### Page extract
==============================
Note 1.  Basis of Presentation

The interim period consolidated financial statements contained herein
include the accounts of Euro Trade & Forfaiting, Inc. and its subsidiary
(collectively, the "Company").

The interim period consolidated financial statements have been prepared by
the Company pursuant to the rules and regulations of the U.S. Securities
and Exchange Commission (the "SEC"). Certain information and footnote
disclosure normally included in financial statements prepared in
accordance with generally accepted accounting principles have been
condensed or omitted pursuant to such SEC rules and regulations.  The
interim period consolidated financial statements should be read together
with the audited financial statements and the accompanying notes included
in the Company's latest annual report on Form 10-K for the fiscal year
ended June 30, 1999.  In the opinion of the Company, the unaudited
consolidated financial statements contained herein contain all adjustments
necessary to present a fair statement of the results of the interim
periods presented.

Note 2.  (Loss) Earnings Per Share

Basic (loss) earnings per share is computed by dividing income (loss)
available to common shareholders by the weighted average number of common
shares outstanding in the period. Diluted (loss) earnings per share takes
into consideration common shares of outstanding (computed under basic
earnings per share) and potentially dilutive common shares.

Note 3.  Revenue Recognition

Interest income on forfaiting assets is recognized based on principal
amounts outstanding, at applicable interest rates.  Accrual of interest on
loans is discontinued (non-accrual status) when reasonable doubt exists as
to the full, timely collection of interest or principal, or when payment
of interest and principal is past due 90 days, unless the loan is
currently in the process of collection. When a loan is placed on non-
accrual status in the current period, income recognition on such loan is
on the cash basis, unless the reasonable doubt is reversed. All cash
receipts on doubtful loans are applied to the principal balance.
==============================
### Recorded information
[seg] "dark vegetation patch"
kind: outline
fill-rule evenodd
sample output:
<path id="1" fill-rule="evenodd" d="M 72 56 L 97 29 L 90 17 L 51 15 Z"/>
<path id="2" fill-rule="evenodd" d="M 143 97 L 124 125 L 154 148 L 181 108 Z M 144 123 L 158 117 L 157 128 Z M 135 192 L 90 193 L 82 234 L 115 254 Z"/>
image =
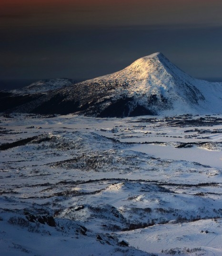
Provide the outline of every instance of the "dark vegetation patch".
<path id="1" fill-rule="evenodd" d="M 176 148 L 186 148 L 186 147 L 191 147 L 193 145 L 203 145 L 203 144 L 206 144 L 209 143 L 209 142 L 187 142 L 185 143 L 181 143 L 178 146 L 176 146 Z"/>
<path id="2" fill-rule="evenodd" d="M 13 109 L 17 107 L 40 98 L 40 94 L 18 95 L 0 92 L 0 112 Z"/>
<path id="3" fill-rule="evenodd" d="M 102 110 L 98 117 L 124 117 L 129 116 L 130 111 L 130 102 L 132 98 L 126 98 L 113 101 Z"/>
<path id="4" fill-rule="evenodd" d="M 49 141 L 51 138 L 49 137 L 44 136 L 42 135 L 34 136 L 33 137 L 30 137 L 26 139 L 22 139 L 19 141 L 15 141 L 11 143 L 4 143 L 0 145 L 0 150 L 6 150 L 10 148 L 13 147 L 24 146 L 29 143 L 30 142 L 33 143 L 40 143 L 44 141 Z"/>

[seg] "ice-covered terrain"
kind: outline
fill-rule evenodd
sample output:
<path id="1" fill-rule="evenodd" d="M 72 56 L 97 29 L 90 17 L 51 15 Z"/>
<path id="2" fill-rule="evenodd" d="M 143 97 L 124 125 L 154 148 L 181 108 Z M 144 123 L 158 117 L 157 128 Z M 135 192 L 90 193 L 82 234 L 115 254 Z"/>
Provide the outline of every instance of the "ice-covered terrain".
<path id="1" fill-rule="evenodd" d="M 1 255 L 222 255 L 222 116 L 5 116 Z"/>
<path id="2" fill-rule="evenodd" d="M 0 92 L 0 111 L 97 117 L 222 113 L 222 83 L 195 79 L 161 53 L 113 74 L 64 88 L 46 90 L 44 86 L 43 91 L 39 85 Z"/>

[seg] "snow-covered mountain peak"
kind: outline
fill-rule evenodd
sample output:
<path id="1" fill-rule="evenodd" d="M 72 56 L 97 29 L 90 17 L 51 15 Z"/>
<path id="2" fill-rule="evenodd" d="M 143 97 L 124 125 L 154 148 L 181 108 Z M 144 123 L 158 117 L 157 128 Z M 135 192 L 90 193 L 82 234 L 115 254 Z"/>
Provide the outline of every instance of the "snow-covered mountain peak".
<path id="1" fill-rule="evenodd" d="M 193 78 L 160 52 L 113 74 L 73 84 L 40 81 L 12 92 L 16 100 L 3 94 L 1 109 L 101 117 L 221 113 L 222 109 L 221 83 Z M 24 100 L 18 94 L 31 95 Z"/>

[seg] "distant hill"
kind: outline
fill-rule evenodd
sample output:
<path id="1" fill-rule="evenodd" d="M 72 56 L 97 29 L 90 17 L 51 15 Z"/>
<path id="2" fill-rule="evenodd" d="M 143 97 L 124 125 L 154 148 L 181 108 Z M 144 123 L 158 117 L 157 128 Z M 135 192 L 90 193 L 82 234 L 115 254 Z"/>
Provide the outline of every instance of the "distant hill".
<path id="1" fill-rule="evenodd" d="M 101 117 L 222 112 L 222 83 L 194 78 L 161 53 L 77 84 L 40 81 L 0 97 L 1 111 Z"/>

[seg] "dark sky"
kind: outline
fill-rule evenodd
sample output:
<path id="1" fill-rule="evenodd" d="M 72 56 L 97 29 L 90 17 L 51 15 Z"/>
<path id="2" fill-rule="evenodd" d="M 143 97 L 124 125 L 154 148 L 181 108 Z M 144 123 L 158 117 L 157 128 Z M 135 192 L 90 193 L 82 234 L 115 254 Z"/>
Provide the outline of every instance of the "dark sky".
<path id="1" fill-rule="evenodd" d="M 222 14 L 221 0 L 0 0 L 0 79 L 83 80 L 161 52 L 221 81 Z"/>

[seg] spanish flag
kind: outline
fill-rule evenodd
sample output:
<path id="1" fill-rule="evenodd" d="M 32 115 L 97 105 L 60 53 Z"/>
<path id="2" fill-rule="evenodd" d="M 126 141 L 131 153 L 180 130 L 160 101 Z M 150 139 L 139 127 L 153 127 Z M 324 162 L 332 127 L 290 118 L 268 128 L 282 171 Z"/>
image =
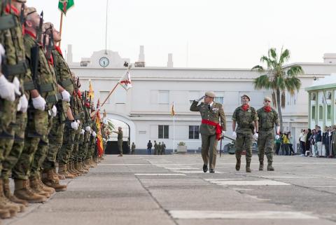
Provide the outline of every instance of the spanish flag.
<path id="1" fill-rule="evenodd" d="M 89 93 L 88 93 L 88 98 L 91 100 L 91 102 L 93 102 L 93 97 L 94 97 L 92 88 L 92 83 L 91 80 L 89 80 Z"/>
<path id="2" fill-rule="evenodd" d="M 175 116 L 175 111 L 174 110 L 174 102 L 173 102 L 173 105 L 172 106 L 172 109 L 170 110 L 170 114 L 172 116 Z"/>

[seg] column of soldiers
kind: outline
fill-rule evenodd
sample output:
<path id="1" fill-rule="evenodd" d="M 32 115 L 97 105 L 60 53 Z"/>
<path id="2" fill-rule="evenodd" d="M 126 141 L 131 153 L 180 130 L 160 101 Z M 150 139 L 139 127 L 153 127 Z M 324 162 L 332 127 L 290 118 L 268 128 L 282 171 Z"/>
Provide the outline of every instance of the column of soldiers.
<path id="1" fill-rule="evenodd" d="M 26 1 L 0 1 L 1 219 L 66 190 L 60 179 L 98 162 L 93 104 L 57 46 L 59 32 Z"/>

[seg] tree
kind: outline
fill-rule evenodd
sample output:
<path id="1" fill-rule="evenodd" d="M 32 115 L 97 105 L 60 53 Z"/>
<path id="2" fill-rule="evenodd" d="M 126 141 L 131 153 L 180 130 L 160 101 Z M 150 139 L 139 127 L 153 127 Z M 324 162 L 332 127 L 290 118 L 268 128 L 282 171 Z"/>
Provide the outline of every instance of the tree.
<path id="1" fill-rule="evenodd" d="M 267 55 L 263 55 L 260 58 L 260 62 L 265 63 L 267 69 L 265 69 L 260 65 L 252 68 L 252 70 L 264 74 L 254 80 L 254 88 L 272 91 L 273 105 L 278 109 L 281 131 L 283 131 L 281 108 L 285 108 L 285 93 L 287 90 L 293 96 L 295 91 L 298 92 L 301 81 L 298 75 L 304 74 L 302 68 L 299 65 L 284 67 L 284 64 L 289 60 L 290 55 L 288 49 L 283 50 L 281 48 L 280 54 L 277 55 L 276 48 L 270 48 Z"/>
==============================
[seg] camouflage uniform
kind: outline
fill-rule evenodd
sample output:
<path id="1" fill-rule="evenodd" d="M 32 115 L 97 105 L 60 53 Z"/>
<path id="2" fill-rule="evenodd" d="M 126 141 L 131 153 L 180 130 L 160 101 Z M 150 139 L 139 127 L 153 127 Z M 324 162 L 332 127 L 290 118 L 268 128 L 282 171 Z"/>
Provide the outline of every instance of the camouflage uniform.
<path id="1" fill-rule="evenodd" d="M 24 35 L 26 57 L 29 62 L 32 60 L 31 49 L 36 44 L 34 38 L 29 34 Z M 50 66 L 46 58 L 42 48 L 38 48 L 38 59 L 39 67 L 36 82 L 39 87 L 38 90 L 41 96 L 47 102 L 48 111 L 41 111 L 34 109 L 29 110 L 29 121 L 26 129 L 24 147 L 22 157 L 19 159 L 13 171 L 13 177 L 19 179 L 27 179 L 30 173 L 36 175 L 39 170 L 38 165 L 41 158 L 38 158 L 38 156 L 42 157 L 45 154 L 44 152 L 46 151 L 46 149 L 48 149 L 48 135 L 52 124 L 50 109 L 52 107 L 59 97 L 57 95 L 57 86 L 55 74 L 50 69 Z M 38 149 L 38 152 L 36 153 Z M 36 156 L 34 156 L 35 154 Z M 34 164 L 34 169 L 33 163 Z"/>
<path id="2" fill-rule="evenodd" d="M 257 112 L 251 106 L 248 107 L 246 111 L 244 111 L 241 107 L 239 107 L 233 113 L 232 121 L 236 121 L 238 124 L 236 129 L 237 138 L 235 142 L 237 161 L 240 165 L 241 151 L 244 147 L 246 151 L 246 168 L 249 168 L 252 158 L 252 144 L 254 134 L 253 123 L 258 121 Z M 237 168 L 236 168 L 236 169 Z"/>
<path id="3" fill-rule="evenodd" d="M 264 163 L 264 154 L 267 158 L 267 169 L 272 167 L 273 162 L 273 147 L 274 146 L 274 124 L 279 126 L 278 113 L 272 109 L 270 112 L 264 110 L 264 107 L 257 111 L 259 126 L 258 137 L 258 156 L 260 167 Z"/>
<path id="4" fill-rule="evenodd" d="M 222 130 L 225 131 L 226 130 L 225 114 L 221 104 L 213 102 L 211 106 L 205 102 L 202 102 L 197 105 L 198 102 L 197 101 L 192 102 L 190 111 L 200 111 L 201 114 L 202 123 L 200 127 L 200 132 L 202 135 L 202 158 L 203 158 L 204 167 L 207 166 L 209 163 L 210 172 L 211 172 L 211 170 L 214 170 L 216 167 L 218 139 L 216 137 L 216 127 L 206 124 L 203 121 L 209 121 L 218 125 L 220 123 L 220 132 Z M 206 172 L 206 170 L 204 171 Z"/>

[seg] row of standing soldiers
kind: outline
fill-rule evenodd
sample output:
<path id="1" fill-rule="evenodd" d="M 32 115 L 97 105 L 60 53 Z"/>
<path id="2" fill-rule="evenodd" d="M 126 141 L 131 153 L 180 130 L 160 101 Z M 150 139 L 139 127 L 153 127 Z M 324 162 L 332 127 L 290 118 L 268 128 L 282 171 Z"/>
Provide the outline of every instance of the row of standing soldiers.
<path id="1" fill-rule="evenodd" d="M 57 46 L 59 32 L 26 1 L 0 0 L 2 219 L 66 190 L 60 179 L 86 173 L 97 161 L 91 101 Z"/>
==============================
### Written tasks
(1) According to the financial statement notes, which fiscal year does the Company's latest annual report on Form 10-K cover?
(2) Using the financial statement notes, explain why some information and footnote disclosure normally found in financial statements prepared under generally accepted accounting principles is condensed or omitted here.
(3) List the titles of all the numbered notes in the financial statement notes.

### Full answers
(1) The fiscal year ended June 30, 1999.

(2) The Company prepared the interim statements under the rules and regulations of the U.S. Securities and Exchange Commission. That information was condensed or omitted pursuant to those SEC rules and regulations.

(3) Basis of Presentation; (Loss) Earnings Per Share; Revenue Recognition